Exercise aim -
Rescale the stretch of the material from the line containing "shoreline with a point in the photo above." through its end, both ends included, and write those lines out again with the requests kept. Multiply every point coordinate in the answers by 1.3 and round to the nearest whole number, with halves rounding up.

Records shown -
════

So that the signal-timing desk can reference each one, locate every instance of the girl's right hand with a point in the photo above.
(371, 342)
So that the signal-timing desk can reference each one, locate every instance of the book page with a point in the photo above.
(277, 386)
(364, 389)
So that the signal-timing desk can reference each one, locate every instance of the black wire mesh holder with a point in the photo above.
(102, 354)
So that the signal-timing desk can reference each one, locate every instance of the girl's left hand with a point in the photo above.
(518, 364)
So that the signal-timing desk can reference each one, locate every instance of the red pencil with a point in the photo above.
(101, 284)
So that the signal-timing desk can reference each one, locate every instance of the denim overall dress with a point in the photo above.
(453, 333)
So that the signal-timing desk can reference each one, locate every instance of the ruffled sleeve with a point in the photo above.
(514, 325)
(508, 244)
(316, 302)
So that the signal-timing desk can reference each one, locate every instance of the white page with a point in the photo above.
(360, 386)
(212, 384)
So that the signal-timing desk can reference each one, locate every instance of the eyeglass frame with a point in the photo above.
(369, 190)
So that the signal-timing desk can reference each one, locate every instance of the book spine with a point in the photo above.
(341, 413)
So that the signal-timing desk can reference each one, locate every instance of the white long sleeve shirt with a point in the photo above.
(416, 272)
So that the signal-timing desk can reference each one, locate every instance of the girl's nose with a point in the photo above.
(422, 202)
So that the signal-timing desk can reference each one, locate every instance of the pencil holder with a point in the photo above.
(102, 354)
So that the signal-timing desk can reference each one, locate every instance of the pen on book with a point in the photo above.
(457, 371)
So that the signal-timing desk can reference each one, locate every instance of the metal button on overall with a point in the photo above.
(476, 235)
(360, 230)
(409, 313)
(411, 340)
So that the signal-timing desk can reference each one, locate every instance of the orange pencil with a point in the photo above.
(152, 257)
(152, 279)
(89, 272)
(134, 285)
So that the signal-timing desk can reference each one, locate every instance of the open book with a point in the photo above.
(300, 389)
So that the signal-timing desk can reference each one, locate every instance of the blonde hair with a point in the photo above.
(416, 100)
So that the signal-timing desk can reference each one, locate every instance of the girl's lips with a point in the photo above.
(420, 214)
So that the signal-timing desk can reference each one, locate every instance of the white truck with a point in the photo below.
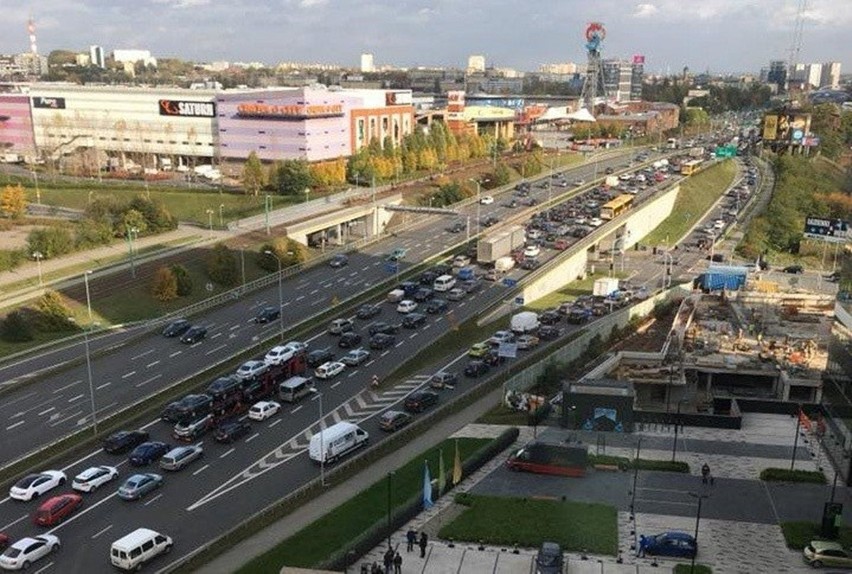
(337, 440)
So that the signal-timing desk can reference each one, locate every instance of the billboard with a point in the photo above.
(187, 109)
(49, 103)
(833, 230)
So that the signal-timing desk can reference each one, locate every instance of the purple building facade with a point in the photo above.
(304, 123)
(16, 126)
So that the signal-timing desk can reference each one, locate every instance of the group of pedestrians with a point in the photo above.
(392, 559)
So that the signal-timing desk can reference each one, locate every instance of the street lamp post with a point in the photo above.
(280, 294)
(322, 437)
(38, 255)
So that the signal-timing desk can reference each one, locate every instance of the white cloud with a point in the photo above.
(645, 11)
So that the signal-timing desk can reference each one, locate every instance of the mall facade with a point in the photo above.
(155, 127)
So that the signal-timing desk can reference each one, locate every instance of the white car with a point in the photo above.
(278, 355)
(21, 554)
(263, 410)
(329, 370)
(34, 485)
(91, 478)
(406, 306)
(532, 251)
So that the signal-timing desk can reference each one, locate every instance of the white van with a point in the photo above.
(132, 551)
(444, 283)
(337, 440)
(293, 389)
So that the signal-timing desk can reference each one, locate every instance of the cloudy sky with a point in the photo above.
(714, 35)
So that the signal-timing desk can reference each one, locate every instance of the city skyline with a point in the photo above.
(720, 36)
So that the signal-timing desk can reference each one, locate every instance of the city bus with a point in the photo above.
(690, 167)
(615, 207)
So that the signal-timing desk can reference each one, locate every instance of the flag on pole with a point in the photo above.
(427, 487)
(457, 466)
(442, 477)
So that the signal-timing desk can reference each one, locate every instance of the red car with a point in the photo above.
(56, 509)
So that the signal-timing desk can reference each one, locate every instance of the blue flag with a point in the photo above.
(427, 487)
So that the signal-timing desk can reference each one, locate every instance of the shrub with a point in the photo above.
(184, 280)
(16, 328)
(164, 286)
(786, 475)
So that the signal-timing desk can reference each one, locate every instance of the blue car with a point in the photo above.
(148, 452)
(677, 544)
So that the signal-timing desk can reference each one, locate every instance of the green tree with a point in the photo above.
(293, 177)
(253, 179)
(16, 327)
(183, 279)
(164, 286)
(221, 265)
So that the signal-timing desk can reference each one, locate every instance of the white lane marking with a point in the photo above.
(68, 386)
(203, 468)
(8, 526)
(99, 532)
(140, 355)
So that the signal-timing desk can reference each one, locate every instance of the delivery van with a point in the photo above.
(130, 552)
(337, 440)
(444, 283)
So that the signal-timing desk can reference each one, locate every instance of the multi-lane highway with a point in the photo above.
(232, 481)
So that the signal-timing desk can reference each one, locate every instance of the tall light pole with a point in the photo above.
(322, 438)
(38, 255)
(280, 294)
(88, 354)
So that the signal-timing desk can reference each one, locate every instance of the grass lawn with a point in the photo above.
(576, 526)
(697, 194)
(571, 291)
(342, 525)
(799, 534)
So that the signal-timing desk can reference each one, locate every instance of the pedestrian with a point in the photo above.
(424, 540)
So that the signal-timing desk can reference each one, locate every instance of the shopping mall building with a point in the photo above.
(157, 127)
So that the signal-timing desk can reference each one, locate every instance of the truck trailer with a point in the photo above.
(491, 248)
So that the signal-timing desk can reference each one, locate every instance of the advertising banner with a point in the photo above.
(187, 109)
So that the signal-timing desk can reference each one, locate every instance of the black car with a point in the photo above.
(124, 441)
(176, 328)
(368, 311)
(230, 431)
(419, 401)
(148, 452)
(267, 315)
(436, 306)
(382, 341)
(475, 369)
(414, 320)
(319, 356)
(193, 335)
(423, 294)
(349, 340)
(549, 333)
(381, 327)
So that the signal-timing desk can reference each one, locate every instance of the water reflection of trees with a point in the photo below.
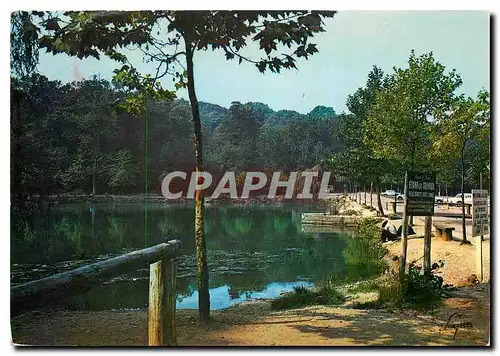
(250, 246)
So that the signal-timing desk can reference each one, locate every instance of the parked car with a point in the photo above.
(441, 199)
(389, 193)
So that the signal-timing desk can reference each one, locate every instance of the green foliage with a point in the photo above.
(355, 161)
(397, 127)
(419, 290)
(393, 216)
(364, 252)
(24, 42)
(303, 297)
(335, 205)
(122, 170)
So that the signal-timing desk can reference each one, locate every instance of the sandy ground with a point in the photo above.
(254, 324)
(462, 321)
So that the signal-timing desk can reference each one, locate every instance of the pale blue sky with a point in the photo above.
(353, 42)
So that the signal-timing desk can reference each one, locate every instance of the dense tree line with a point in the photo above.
(74, 138)
(414, 119)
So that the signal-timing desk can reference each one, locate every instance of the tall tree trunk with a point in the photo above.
(16, 164)
(94, 169)
(379, 200)
(464, 231)
(201, 246)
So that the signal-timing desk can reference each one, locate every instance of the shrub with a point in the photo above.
(301, 297)
(419, 290)
(335, 205)
(364, 252)
(351, 212)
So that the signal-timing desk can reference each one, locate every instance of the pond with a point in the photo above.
(253, 251)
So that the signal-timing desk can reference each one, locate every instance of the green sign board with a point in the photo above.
(420, 190)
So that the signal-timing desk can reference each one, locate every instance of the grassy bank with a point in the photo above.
(367, 272)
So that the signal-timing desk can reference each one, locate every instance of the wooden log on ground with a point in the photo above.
(45, 291)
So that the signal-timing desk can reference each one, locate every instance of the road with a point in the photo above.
(455, 221)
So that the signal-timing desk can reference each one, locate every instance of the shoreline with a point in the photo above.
(253, 323)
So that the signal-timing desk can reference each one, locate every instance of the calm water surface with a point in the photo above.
(253, 252)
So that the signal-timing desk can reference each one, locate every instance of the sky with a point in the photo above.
(353, 42)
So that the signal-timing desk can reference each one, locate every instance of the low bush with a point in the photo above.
(335, 205)
(301, 297)
(351, 212)
(419, 290)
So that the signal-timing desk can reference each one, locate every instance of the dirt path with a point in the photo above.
(254, 324)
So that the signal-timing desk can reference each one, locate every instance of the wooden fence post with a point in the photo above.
(170, 331)
(161, 316)
(157, 296)
(427, 244)
(479, 258)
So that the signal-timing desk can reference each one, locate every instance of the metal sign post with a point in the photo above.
(420, 190)
(480, 226)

════

Exercise result -
So that the signal-timing desk can reference each one, locate every instance of the shoreline with a point in the photo above.
(329, 420)
So that the signal-timing desk can reference each one, locate every instance of the calm water surface with a point in the photo above.
(329, 328)
So that the signal-timing desk can reference each one, locate every instance of the sky with a point in the photo above.
(459, 55)
So that the signal-timing desk can reference each one, locate every instance of the low bush with a point in the photo above.
(436, 267)
(391, 386)
(456, 276)
(545, 377)
So that the signal-timing desk can reference each one, locate every instance of the dirt path with a point in the photo above.
(330, 421)
So that the signal-timing desk can reference each one, locate every instance of the wooden fence post with a point in the photo above.
(221, 430)
(209, 411)
(204, 385)
(555, 317)
(623, 335)
So that the signal-timing desk can reference each one, locate every instance of the metal sign post with a point in the photo above.
(546, 247)
(624, 294)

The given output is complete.